Region pointing data:
+-------+

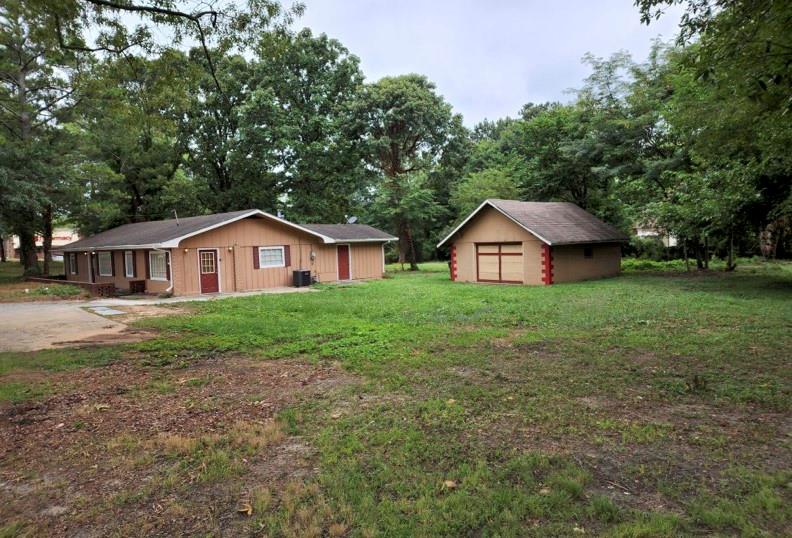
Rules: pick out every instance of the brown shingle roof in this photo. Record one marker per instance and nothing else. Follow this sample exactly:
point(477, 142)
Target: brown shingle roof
point(167, 233)
point(153, 232)
point(555, 223)
point(350, 232)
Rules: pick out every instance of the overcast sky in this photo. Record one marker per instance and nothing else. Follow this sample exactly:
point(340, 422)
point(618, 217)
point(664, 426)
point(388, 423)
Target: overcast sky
point(487, 57)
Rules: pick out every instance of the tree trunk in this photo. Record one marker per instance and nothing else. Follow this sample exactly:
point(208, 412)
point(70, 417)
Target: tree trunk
point(699, 257)
point(407, 247)
point(730, 265)
point(47, 240)
point(27, 252)
point(706, 252)
point(684, 253)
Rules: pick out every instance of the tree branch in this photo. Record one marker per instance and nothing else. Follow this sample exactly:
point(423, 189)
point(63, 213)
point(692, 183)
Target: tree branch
point(153, 10)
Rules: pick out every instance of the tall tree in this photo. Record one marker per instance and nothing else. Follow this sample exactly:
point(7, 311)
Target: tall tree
point(36, 88)
point(299, 119)
point(407, 125)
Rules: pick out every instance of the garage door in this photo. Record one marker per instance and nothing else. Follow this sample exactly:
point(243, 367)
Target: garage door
point(499, 262)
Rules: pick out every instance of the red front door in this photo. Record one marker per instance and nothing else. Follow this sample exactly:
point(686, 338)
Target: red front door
point(207, 263)
point(343, 262)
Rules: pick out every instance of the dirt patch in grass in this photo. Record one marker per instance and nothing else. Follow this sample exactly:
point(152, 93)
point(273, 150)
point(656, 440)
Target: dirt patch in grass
point(24, 292)
point(641, 448)
point(126, 335)
point(156, 451)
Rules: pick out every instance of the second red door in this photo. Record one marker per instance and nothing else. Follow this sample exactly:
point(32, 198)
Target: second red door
point(343, 262)
point(207, 263)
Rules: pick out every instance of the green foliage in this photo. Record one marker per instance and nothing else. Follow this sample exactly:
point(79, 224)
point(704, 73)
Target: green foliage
point(300, 118)
point(407, 126)
point(478, 186)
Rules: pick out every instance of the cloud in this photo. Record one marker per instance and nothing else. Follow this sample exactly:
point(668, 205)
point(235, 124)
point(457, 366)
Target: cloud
point(487, 58)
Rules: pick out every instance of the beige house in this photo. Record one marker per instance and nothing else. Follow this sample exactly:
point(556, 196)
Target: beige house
point(512, 242)
point(224, 252)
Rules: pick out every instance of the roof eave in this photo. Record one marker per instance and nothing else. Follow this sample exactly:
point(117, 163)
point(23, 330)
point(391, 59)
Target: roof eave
point(115, 247)
point(499, 210)
point(174, 243)
point(367, 240)
point(593, 241)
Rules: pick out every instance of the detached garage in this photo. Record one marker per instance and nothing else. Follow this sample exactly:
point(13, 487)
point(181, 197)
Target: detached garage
point(513, 242)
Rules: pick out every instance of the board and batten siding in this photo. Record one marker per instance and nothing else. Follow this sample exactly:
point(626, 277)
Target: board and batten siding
point(569, 262)
point(119, 278)
point(490, 226)
point(571, 265)
point(237, 244)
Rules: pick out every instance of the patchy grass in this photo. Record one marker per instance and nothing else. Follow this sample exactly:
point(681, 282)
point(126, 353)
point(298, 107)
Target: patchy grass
point(645, 405)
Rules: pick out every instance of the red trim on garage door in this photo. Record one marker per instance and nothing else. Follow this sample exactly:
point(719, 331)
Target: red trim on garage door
point(500, 254)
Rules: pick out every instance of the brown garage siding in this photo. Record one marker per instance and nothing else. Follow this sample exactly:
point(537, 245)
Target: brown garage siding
point(570, 264)
point(490, 226)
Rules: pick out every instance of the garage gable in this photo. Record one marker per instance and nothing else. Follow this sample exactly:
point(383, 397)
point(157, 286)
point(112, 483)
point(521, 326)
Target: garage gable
point(491, 226)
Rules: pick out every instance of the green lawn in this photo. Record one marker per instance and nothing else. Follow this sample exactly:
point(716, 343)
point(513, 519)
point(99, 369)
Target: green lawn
point(645, 405)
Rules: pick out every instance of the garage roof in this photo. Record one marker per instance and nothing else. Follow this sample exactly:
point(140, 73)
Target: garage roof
point(555, 223)
point(168, 233)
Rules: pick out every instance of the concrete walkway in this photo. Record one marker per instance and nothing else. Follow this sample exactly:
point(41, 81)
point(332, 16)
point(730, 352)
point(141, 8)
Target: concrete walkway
point(41, 325)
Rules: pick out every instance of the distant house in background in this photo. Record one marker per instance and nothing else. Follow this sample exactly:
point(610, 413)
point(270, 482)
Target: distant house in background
point(513, 242)
point(647, 230)
point(60, 236)
point(237, 251)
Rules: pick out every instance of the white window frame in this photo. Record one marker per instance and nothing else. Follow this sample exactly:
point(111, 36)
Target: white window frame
point(129, 268)
point(270, 266)
point(164, 277)
point(99, 256)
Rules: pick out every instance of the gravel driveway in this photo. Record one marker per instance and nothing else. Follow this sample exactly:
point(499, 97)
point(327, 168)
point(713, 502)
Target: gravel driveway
point(42, 325)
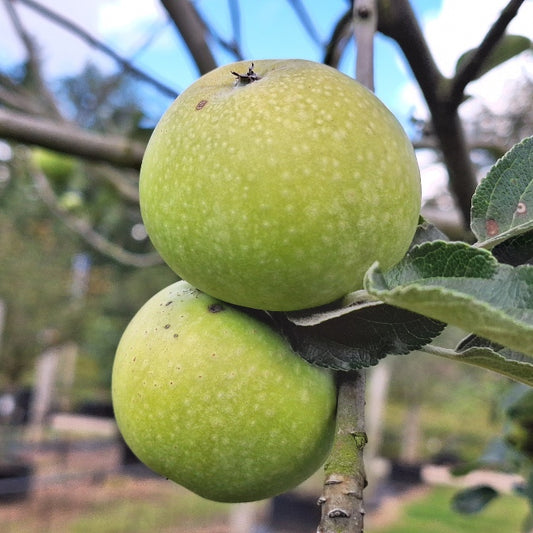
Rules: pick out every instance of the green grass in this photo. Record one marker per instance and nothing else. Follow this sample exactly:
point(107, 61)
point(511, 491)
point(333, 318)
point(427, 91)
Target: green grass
point(433, 514)
point(177, 509)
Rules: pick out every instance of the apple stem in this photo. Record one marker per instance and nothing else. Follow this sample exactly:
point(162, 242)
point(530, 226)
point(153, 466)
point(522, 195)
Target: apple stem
point(365, 24)
point(345, 478)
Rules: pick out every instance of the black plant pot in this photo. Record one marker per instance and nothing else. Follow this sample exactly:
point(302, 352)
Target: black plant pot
point(15, 481)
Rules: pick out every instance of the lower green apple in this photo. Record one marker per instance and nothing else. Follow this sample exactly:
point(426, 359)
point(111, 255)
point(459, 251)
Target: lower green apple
point(216, 400)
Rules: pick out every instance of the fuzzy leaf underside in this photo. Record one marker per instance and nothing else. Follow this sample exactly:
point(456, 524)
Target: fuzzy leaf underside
point(361, 337)
point(514, 365)
point(463, 286)
point(360, 330)
point(502, 206)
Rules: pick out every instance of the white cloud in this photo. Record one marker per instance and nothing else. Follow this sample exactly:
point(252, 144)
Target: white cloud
point(60, 50)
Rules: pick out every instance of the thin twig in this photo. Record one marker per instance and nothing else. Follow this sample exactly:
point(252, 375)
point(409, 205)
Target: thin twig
point(193, 31)
point(95, 43)
point(471, 67)
point(342, 502)
point(301, 12)
point(70, 139)
point(86, 232)
point(342, 498)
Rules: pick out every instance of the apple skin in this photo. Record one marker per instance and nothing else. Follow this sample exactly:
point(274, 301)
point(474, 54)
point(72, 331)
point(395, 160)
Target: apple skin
point(216, 400)
point(281, 193)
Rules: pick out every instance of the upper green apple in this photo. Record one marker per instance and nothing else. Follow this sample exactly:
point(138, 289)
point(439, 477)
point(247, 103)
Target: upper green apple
point(278, 190)
point(217, 401)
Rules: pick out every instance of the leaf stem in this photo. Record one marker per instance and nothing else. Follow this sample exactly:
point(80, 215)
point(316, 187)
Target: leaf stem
point(342, 496)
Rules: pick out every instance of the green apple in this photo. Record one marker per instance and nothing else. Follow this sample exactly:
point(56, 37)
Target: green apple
point(217, 401)
point(276, 187)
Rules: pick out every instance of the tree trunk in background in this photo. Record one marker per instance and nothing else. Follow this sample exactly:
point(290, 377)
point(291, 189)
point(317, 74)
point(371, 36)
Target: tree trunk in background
point(411, 435)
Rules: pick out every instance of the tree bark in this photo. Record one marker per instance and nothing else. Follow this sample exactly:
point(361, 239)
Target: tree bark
point(342, 497)
point(70, 139)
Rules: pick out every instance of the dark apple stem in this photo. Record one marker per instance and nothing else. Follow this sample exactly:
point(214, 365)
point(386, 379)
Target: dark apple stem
point(365, 23)
point(345, 479)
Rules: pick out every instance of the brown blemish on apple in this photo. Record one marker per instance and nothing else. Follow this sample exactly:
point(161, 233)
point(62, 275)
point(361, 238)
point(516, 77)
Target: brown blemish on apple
point(491, 227)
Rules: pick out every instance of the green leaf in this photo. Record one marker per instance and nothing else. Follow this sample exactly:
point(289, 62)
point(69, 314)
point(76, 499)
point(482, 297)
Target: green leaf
point(474, 499)
point(485, 354)
point(426, 232)
point(502, 206)
point(359, 334)
point(508, 47)
point(464, 286)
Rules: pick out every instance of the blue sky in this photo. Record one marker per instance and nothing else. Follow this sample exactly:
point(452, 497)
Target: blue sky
point(269, 29)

+-------+

Instructions to follow: Your reply should hold nothing but the lines above, from the one containing "point(332, 16)" to the one containing "point(302, 352)", reproduced exactly minus the pictures.

Answer space:
point(332, 16)
point(730, 352)
point(141, 8)
Target: concrete walkway
point(41, 325)
Rules: pick out every instance of the distant house in background in this photo. Record one marker per instance and nothing else. Follow this sample exactly:
point(610, 413)
point(270, 482)
Target: distant house in background
point(513, 242)
point(647, 230)
point(60, 236)
point(237, 251)
Rules: pick out every instance of the white window frame in this photo. Record one marker per instance and nothing else. Follow this sample exactly:
point(111, 36)
Target: white window frame
point(129, 268)
point(270, 266)
point(164, 277)
point(99, 256)
Rules: pick out every instance of the gravel driveway in this photo. Record one marker per instance and nothing else. Follow this sample exactly:
point(499, 97)
point(327, 168)
point(713, 502)
Target: gravel driveway
point(42, 325)
Rules: pick out every instance of the green grass in this photo. Record one marker per instance and nothing else. Follow this sample exactly:
point(107, 61)
point(511, 491)
point(333, 318)
point(427, 91)
Target: green grass
point(433, 514)
point(177, 509)
Rules: pick out every instance of the apple stem in this photo. Record one marker per instance and nothing else. Follow this sample exactly:
point(162, 242)
point(530, 226)
point(153, 466)
point(522, 195)
Target: apple stem
point(365, 24)
point(345, 478)
Rules: pick out every instance of the black plant pot in this photo. Record one marker per instance and nothing else. Follow this sample exactly:
point(302, 352)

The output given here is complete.